◆ Your goal ◆
Begin at the line below that holds "positive clicks: (400, 422)" and end at the line that holds "positive clicks: (183, 132) (110, 27)", transcribing each line exactly and skipping any picture.

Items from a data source
===============

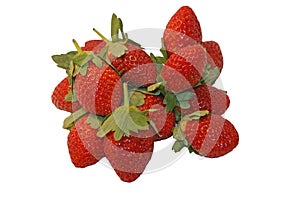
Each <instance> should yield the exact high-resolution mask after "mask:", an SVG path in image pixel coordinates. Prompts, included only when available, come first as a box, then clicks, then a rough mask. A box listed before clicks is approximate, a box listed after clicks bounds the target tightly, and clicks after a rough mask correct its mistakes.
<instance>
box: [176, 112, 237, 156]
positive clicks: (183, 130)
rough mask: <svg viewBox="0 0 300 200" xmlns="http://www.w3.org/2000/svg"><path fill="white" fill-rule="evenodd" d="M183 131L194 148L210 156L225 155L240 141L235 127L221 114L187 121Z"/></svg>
mask: <svg viewBox="0 0 300 200" xmlns="http://www.w3.org/2000/svg"><path fill="white" fill-rule="evenodd" d="M182 131H183V134H184V135H185V136H186V139H187V141H188V143H189V144H190V145H191V147H192V148H193V150H195V151H196V152H198V153H199V154H200V155H202V156H205V157H209V158H216V157H220V156H223V155H225V154H227V153H229V152H230V151H232V150H233V149H234V148H235V147H236V146H237V145H238V143H239V135H238V132H237V130H236V129H235V127H234V126H233V125H232V123H231V122H229V121H228V120H226V119H224V118H223V117H221V116H219V115H207V116H205V117H202V118H200V120H192V121H187V122H186V124H185V126H184V128H183V130H182Z"/></svg>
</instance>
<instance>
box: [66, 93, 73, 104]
mask: <svg viewBox="0 0 300 200" xmlns="http://www.w3.org/2000/svg"><path fill="white" fill-rule="evenodd" d="M65 100H66V101H67V102H74V100H73V91H72V90H69V91H68V94H67V95H66V96H65Z"/></svg>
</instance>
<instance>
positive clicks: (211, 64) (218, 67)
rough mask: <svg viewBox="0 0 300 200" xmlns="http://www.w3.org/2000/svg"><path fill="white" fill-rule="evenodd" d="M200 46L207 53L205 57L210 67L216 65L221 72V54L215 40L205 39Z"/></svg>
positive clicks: (221, 68)
mask: <svg viewBox="0 0 300 200" xmlns="http://www.w3.org/2000/svg"><path fill="white" fill-rule="evenodd" d="M202 46H203V47H204V48H205V49H206V51H207V53H208V56H207V57H208V61H209V64H210V65H211V68H212V69H214V68H215V67H218V68H219V69H220V72H221V71H222V69H223V55H222V51H221V48H220V45H219V44H218V43H217V42H215V41H206V42H203V43H202Z"/></svg>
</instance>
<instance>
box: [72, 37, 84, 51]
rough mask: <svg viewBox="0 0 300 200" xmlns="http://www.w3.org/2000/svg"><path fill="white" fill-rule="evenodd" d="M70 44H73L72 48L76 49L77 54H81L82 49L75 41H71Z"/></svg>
mask: <svg viewBox="0 0 300 200" xmlns="http://www.w3.org/2000/svg"><path fill="white" fill-rule="evenodd" d="M72 42H73V44H74V46H75V47H76V50H77V51H78V53H82V49H81V47H80V46H79V44H78V42H77V41H76V40H75V39H73V40H72Z"/></svg>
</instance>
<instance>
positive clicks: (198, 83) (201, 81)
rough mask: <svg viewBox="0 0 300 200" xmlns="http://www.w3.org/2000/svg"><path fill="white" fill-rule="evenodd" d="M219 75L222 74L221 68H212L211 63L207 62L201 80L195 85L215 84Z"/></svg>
mask: <svg viewBox="0 0 300 200" xmlns="http://www.w3.org/2000/svg"><path fill="white" fill-rule="evenodd" d="M219 76H220V69H219V68H218V67H216V68H214V69H211V66H210V64H208V63H207V64H206V68H205V71H204V73H203V76H202V78H201V80H200V81H199V82H198V83H197V84H196V85H195V86H194V87H198V86H199V85H202V84H205V85H213V84H214V83H215V82H216V80H217V79H218V77H219Z"/></svg>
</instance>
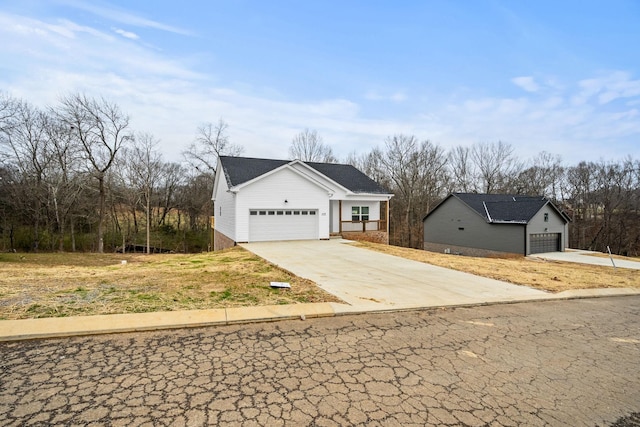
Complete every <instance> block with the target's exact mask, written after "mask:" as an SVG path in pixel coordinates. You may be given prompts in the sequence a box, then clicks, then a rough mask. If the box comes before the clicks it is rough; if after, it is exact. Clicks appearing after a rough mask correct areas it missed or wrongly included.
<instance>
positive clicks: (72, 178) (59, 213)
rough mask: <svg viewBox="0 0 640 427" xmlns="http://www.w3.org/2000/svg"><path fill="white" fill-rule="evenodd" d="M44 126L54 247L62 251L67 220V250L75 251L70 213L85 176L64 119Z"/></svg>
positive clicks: (72, 217) (48, 190)
mask: <svg viewBox="0 0 640 427" xmlns="http://www.w3.org/2000/svg"><path fill="white" fill-rule="evenodd" d="M49 117H50V120H49V123H48V126H47V134H48V137H49V146H50V150H51V162H50V163H49V168H48V171H47V176H46V181H47V187H48V191H49V198H50V203H51V204H52V206H53V214H54V219H55V224H56V226H57V233H58V250H59V251H61V252H62V251H64V236H65V232H66V224H67V222H68V223H69V231H70V237H71V250H72V251H74V252H75V249H76V248H75V228H74V213H77V212H78V208H77V201H78V200H79V199H80V198H81V197H82V195H83V193H84V190H85V185H84V181H85V179H84V178H85V176H84V175H83V173H82V171H81V168H80V162H81V156H80V155H79V150H78V148H79V147H78V145H77V141H76V140H75V139H74V138H73V136H72V134H71V131H70V129H69V127H68V126H66V124H65V123H63V122H60V121H59V120H56V119H54V118H52V117H53V116H52V115H50V116H49Z"/></svg>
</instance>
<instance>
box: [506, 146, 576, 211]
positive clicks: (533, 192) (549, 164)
mask: <svg viewBox="0 0 640 427" xmlns="http://www.w3.org/2000/svg"><path fill="white" fill-rule="evenodd" d="M563 179H564V167H563V166H562V159H561V157H560V156H556V155H553V154H550V153H547V152H546V151H543V152H541V153H540V154H538V155H537V156H536V157H534V158H533V159H532V160H531V161H530V165H529V167H528V168H526V169H524V170H523V171H522V172H520V174H519V175H518V178H517V180H516V181H515V183H514V185H515V188H516V192H517V193H521V194H531V195H541V196H546V197H548V198H550V199H552V200H555V201H559V200H561V198H562V197H561V189H562V182H563Z"/></svg>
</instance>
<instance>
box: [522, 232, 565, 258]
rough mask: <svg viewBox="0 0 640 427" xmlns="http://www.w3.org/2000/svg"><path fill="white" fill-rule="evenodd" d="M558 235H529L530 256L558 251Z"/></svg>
mask: <svg viewBox="0 0 640 427" xmlns="http://www.w3.org/2000/svg"><path fill="white" fill-rule="evenodd" d="M560 236H561V235H560V233H537V234H531V235H530V238H529V244H530V251H529V253H530V254H540V253H544V252H556V251H559V250H560V248H561V246H560Z"/></svg>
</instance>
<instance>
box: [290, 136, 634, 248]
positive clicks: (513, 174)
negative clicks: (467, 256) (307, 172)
mask: <svg viewBox="0 0 640 427" xmlns="http://www.w3.org/2000/svg"><path fill="white" fill-rule="evenodd" d="M293 142H294V143H293V144H292V147H291V150H290V156H291V157H292V158H300V159H302V160H306V161H319V162H325V161H326V162H332V161H335V159H336V158H335V156H334V155H333V152H332V150H331V147H330V146H329V145H327V144H325V143H324V142H323V141H322V138H321V137H320V136H319V135H318V134H317V132H315V131H309V130H305V131H304V132H302V133H301V134H300V135H298V136H297V137H296V138H295V139H294V141H293ZM345 163H349V164H352V165H354V166H355V167H357V168H358V169H360V170H361V171H363V172H364V173H366V174H367V175H368V176H370V177H371V178H373V179H374V180H375V181H377V182H378V183H379V184H381V185H382V186H383V187H385V188H387V189H389V191H390V192H392V193H393V194H394V197H393V198H392V199H391V204H390V205H391V208H390V236H389V237H390V243H391V244H393V245H397V246H406V247H412V248H422V245H423V225H422V219H423V218H424V216H425V215H426V214H427V213H428V212H430V211H431V209H433V208H434V207H435V206H436V205H437V204H438V203H439V202H441V201H442V200H443V199H444V198H445V197H446V196H447V195H449V194H451V193H454V192H459V193H493V194H521V195H533V196H544V197H546V198H547V199H549V200H551V201H552V202H553V203H554V204H555V205H556V206H557V207H558V208H560V209H562V210H563V211H564V212H565V213H566V214H567V215H568V217H569V218H570V219H571V223H570V224H569V247H571V248H576V249H588V250H595V251H601V252H604V251H606V250H607V247H610V249H611V251H612V252H614V253H617V254H623V255H631V256H638V254H639V252H640V160H638V159H633V158H631V157H627V158H625V159H623V160H620V161H606V160H599V161H595V162H593V161H590V162H587V161H582V162H579V163H577V164H576V165H566V164H565V163H564V162H563V161H562V159H561V157H560V156H558V155H554V154H550V153H547V152H541V153H539V154H538V155H536V156H535V157H533V158H532V159H529V160H522V159H520V158H518V156H517V155H516V154H515V150H514V147H513V146H512V145H511V144H508V143H505V142H502V141H497V142H479V143H476V144H473V145H471V146H457V147H454V148H452V149H450V150H445V149H444V148H443V147H442V146H440V145H438V144H434V143H432V142H430V141H428V140H420V139H418V138H417V137H416V136H414V135H402V134H398V135H394V136H390V137H388V138H386V140H385V141H384V145H383V146H382V147H376V148H373V149H372V150H371V151H370V152H368V153H360V154H358V153H351V154H349V155H348V156H347V158H346V159H345Z"/></svg>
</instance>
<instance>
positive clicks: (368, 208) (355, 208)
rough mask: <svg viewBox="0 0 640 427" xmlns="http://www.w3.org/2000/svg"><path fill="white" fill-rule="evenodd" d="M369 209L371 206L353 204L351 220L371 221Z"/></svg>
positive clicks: (351, 206)
mask: <svg viewBox="0 0 640 427" xmlns="http://www.w3.org/2000/svg"><path fill="white" fill-rule="evenodd" d="M365 211H366V213H365ZM369 211H370V208H369V206H351V221H352V222H362V221H369V218H370V213H369Z"/></svg>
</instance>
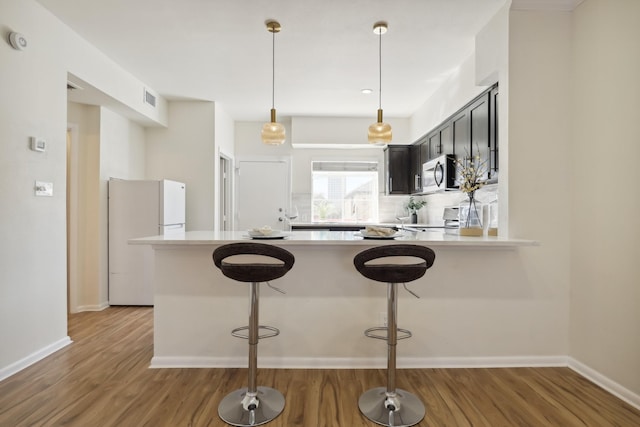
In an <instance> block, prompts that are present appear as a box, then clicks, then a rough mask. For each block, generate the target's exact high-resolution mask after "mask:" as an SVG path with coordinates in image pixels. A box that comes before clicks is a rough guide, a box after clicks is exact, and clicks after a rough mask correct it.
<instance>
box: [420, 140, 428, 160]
mask: <svg viewBox="0 0 640 427" xmlns="http://www.w3.org/2000/svg"><path fill="white" fill-rule="evenodd" d="M419 144H420V162H421V163H426V162H428V161H429V159H430V157H429V138H424V139H422V140H421V141H420V142H419Z"/></svg>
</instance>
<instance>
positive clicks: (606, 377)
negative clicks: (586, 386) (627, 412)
mask: <svg viewBox="0 0 640 427" xmlns="http://www.w3.org/2000/svg"><path fill="white" fill-rule="evenodd" d="M567 362H568V363H567V364H568V366H569V368H570V369H572V370H574V371H576V372H577V373H579V374H580V375H582V376H583V377H585V378H586V379H588V380H589V381H591V382H592V383H594V384H597V385H598V386H600V387H602V388H603V389H605V390H607V391H608V392H609V393H611V394H613V395H614V396H616V397H618V398H619V399H622V400H624V401H625V402H627V403H628V404H629V405H631V406H633V407H635V408H636V409H640V395H638V394H636V393H634V392H632V391H631V390H629V389H627V388H626V387H624V386H622V385H620V384H618V383H617V382H615V381H613V380H611V379H610V378H607V377H606V376H604V375H603V374H601V373H600V372H598V371H596V370H595V369H593V368H590V367H588V366H587V365H585V364H584V363H582V362H580V361H578V360H576V359H574V358H572V357H570V358H568V361H567Z"/></svg>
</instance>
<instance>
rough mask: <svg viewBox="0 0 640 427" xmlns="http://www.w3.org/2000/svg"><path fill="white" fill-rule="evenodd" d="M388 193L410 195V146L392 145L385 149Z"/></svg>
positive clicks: (385, 159) (385, 164) (386, 172)
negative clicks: (409, 183) (406, 194)
mask: <svg viewBox="0 0 640 427" xmlns="http://www.w3.org/2000/svg"><path fill="white" fill-rule="evenodd" d="M384 153H385V166H386V182H385V186H386V193H387V194H409V172H410V170H411V164H410V162H409V155H410V146H409V145H395V146H394V145H390V146H388V147H387V148H385V151H384Z"/></svg>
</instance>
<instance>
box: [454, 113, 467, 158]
mask: <svg viewBox="0 0 640 427" xmlns="http://www.w3.org/2000/svg"><path fill="white" fill-rule="evenodd" d="M451 130H452V132H451V133H452V134H453V135H452V139H453V151H452V154H455V155H457V156H460V157H462V156H465V155H466V154H467V151H468V150H469V118H468V116H467V110H463V111H459V112H458V113H456V115H455V116H454V117H453V118H452V119H451Z"/></svg>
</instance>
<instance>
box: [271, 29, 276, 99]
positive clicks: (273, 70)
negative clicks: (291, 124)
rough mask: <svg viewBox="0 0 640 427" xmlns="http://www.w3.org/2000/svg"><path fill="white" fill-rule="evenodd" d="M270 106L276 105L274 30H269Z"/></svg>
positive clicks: (275, 69)
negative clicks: (270, 41) (269, 39)
mask: <svg viewBox="0 0 640 427" xmlns="http://www.w3.org/2000/svg"><path fill="white" fill-rule="evenodd" d="M271 35H272V37H271V108H272V109H273V108H275V105H276V100H275V98H276V32H275V31H272V32H271Z"/></svg>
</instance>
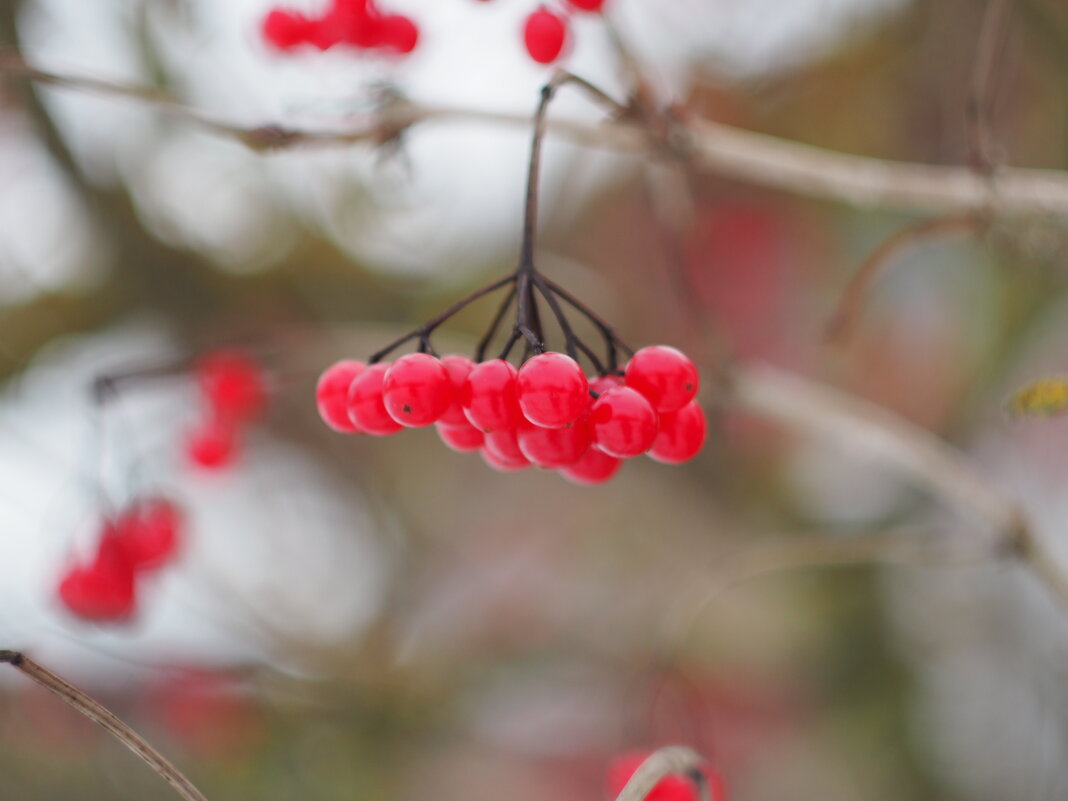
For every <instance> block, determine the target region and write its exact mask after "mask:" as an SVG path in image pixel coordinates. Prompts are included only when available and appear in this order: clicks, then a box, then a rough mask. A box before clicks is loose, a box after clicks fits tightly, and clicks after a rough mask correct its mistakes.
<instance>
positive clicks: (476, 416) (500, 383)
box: [460, 359, 522, 431]
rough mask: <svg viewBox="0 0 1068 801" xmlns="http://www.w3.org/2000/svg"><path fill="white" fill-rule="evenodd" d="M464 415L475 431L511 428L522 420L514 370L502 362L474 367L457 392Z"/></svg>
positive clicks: (479, 364) (495, 361)
mask: <svg viewBox="0 0 1068 801" xmlns="http://www.w3.org/2000/svg"><path fill="white" fill-rule="evenodd" d="M460 405H461V406H462V407H464V413H465V414H466V415H467V419H468V420H469V421H470V422H471V425H473V426H474V427H475V428H478V429H481V430H483V431H497V430H501V429H502V428H515V427H516V425H518V424H519V421H520V419H521V418H522V412H521V411H519V400H518V396H517V390H516V368H515V367H513V366H512V364H511V363H509V362H506V361H504V360H503V359H493V360H491V361H488V362H482V363H481V364H476V365H475V366H474V368H473V370H472V371H471V373H470V374H469V375H468V377H467V381H465V382H464V389H462V390H461V391H460Z"/></svg>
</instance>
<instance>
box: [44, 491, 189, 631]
mask: <svg viewBox="0 0 1068 801" xmlns="http://www.w3.org/2000/svg"><path fill="white" fill-rule="evenodd" d="M182 531H183V519H182V513H180V511H179V509H178V507H177V506H176V505H175V504H174V503H173V502H171V501H169V500H167V499H166V498H160V497H150V498H143V499H141V500H138V501H135V502H133V503H131V504H129V505H128V506H126V508H124V509H123V511H122V512H121V513H119V514H117V515H115V516H114V517H109V518H107V519H105V521H104V524H103V527H101V531H100V537H99V540H98V541H97V545H96V551H95V553H94V554H93V557H92V559H91V560H90V561H89V562H88V563H85V564H78V565H72V566H70V567H68V568H67V570H66V572H65V574H64V575H63V577H62V578H61V579H60V584H59V598H60V601H61V602H62V603H63V606H64V607H65V608H66V609H67V611H69V612H70V613H72V614H73V615H75V616H76V617H79V618H80V619H83V621H93V622H97V623H105V622H111V623H117V622H122V621H126V619H129V618H130V617H131V616H132V614H133V611H135V607H136V603H137V586H138V583H139V579H140V577H142V576H144V575H146V574H151V572H154V571H156V570H158V569H159V568H160V567H162V566H163V565H166V564H168V563H169V562H171V561H173V560H174V557H175V556H176V555H177V553H178V550H179V547H180V543H182Z"/></svg>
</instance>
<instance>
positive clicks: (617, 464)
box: [560, 447, 623, 485]
mask: <svg viewBox="0 0 1068 801" xmlns="http://www.w3.org/2000/svg"><path fill="white" fill-rule="evenodd" d="M622 465H623V461H622V460H621V459H617V458H615V457H614V456H609V455H608V454H607V453H604V452H603V451H598V450H597V449H596V447H591V449H588V450H587V451H586V452H585V453H584V454H583V455H582V457H581V458H580V459H579V460H578V461H576V462H575V464H574V465H566V466H564V467H562V468H560V474H561V475H563V476H564V477H565V478H567V480H568V481H570V482H572V483H575V484H582V485H594V484H603V483H604V482H607V481H608V480H609V478H611V477H612V476H613V475H615V474H616V472H618V470H619V467H621V466H622Z"/></svg>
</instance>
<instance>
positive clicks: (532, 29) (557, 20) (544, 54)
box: [523, 7, 567, 64]
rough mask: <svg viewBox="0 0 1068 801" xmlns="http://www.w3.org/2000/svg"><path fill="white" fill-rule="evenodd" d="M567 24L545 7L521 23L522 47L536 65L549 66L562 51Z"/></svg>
mask: <svg viewBox="0 0 1068 801" xmlns="http://www.w3.org/2000/svg"><path fill="white" fill-rule="evenodd" d="M566 41H567V23H566V22H565V21H564V20H563V19H562V18H561V17H557V16H556V15H555V14H553V13H552V12H551V11H548V10H547V9H545V7H539V9H538V10H537V11H535V12H533V13H532V14H531V15H530V16H529V17H527V21H525V22H524V23H523V45H524V46H525V47H527V52H528V53H530V57H531V58H532V59H534V61H536V62H537V63H538V64H551V63H552V62H554V61H555V60H556V59H559V58H560V54H561V53H562V52H563V50H564V43H565V42H566Z"/></svg>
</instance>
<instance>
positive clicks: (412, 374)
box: [382, 354, 453, 428]
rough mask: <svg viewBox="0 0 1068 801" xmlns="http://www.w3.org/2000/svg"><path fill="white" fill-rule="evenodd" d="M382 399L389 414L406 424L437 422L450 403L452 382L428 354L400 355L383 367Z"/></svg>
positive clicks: (400, 422)
mask: <svg viewBox="0 0 1068 801" xmlns="http://www.w3.org/2000/svg"><path fill="white" fill-rule="evenodd" d="M382 400H383V403H384V404H386V411H388V412H389V413H390V417H391V418H393V419H394V420H395V421H397V422H398V423H399V424H400V425H403V426H405V427H406V428H419V427H421V426H424V425H430V423H434V422H436V421H437V420H438V419H439V418H441V415H442V414H444V413H445V410H446V409H447V408H449V407H450V406H451V405H452V403H453V382H452V379H451V378H450V377H449V373H447V371H446V370H445V368H444V367H443V366H442V364H441V362H440V361H439V360H438V359H437V358H435V357H433V356H430V355H429V354H408V355H407V356H402V357H400V358H399V359H397V360H396V361H395V362H393V365H392V366H391V367H390V368H389V370H388V371H386V377H384V378H383V379H382Z"/></svg>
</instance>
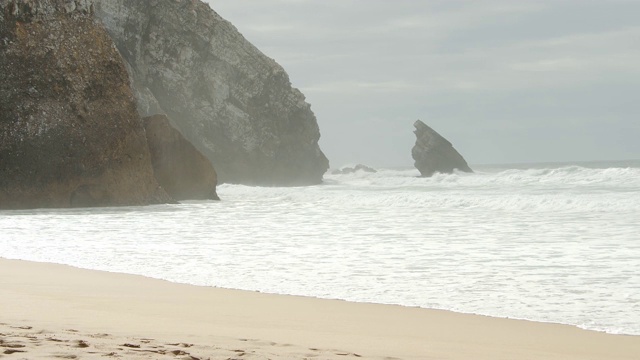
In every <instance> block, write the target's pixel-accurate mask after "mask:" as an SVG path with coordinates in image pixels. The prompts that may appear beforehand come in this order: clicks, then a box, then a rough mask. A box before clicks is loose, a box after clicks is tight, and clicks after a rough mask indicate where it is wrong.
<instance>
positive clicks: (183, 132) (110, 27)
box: [94, 0, 329, 185]
mask: <svg viewBox="0 0 640 360" xmlns="http://www.w3.org/2000/svg"><path fill="white" fill-rule="evenodd" d="M94 7H95V13H96V16H97V18H98V19H99V20H100V21H101V22H102V23H103V24H104V26H105V27H106V29H107V30H108V31H109V33H110V34H111V37H112V38H113V39H114V41H115V43H116V45H117V47H118V49H119V50H120V53H121V54H122V56H123V57H124V58H125V60H126V62H127V64H128V69H129V72H130V73H131V76H132V85H133V87H134V89H135V96H136V98H137V100H138V111H139V112H140V114H141V115H142V116H150V115H154V114H166V116H167V117H168V118H169V119H170V121H171V123H172V124H173V125H175V127H176V128H177V129H178V130H179V131H180V133H182V134H183V135H184V136H185V137H186V138H187V139H188V140H189V141H190V142H191V143H192V144H194V146H195V147H196V148H197V149H198V150H200V151H201V152H202V153H203V154H204V155H205V156H206V157H207V158H209V159H210V160H211V162H212V163H213V165H214V166H215V168H216V171H217V172H218V176H219V180H220V182H231V183H244V184H252V185H306V184H315V183H319V182H321V181H322V175H323V174H324V173H325V171H326V170H327V169H328V167H329V163H328V160H327V158H326V157H325V155H324V154H323V153H322V151H321V150H320V147H319V146H318V140H319V138H320V131H319V128H318V124H317V121H316V118H315V115H314V114H313V112H312V111H311V108H310V105H309V104H308V103H307V102H306V101H305V97H304V95H303V94H302V93H301V92H300V91H299V90H297V89H295V88H293V87H292V86H291V82H290V81H289V77H288V76H287V74H286V73H285V71H284V70H283V68H282V67H281V66H280V65H278V64H277V63H276V62H275V61H274V60H273V59H271V58H269V57H267V56H265V55H264V54H263V53H262V52H260V51H259V50H258V49H257V48H255V47H254V46H253V45H252V44H251V43H249V42H248V41H247V40H246V39H245V38H244V37H243V36H242V35H241V34H240V33H239V32H238V30H237V29H236V28H235V27H234V26H233V25H232V24H230V23H229V22H228V21H226V20H224V19H223V18H222V17H220V16H219V15H218V14H217V13H216V12H214V11H213V10H212V9H211V8H210V7H209V5H207V4H205V3H203V2H202V1H200V0H188V1H186V0H185V1H176V0H153V1H131V0H94Z"/></svg>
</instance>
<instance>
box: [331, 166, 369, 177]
mask: <svg viewBox="0 0 640 360" xmlns="http://www.w3.org/2000/svg"><path fill="white" fill-rule="evenodd" d="M356 171H363V172H369V173H376V172H378V171H377V170H376V169H374V168H372V167H369V166H367V165H362V164H358V165H356V166H354V167H349V166H346V167H343V168H342V169H339V170H334V171H332V172H331V173H332V174H334V175H341V174H353V173H354V172H356Z"/></svg>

===============

◆ Solved problem ◆
positive clicks: (400, 422)
mask: <svg viewBox="0 0 1068 801" xmlns="http://www.w3.org/2000/svg"><path fill="white" fill-rule="evenodd" d="M382 400H383V403H384V404H386V411H388V412H389V413H390V417H391V418H393V419H394V420H395V421H397V422H398V423H399V424H400V425H403V426H405V427H406V428H419V427H421V426H424V425H430V423H434V422H436V421H437V420H438V419H439V418H441V415H442V414H444V413H445V410H446V409H447V408H449V407H450V406H451V405H452V403H453V382H452V379H451V378H450V377H449V373H447V371H446V370H445V368H444V367H443V366H442V364H441V362H440V361H439V360H438V359H437V358H435V357H433V356H430V355H429V354H408V355H407V356H402V357H400V358H399V359H397V360H396V361H395V362H393V365H392V366H391V367H390V368H389V370H388V371H386V377H384V378H383V379H382Z"/></svg>
</instance>
In every <instance> block, write the target's pixel-accurate mask after "mask:" as an SVG path with coordinates in image pixels. The prompts that may appear beforehand come in this order: clicks, then a box, then a rough mask. A box before clicks is loose, a box after clicks is tight, and clicks after a rough mask indicate where it is wrong.
<instance>
positive clicks: (183, 132) (110, 27)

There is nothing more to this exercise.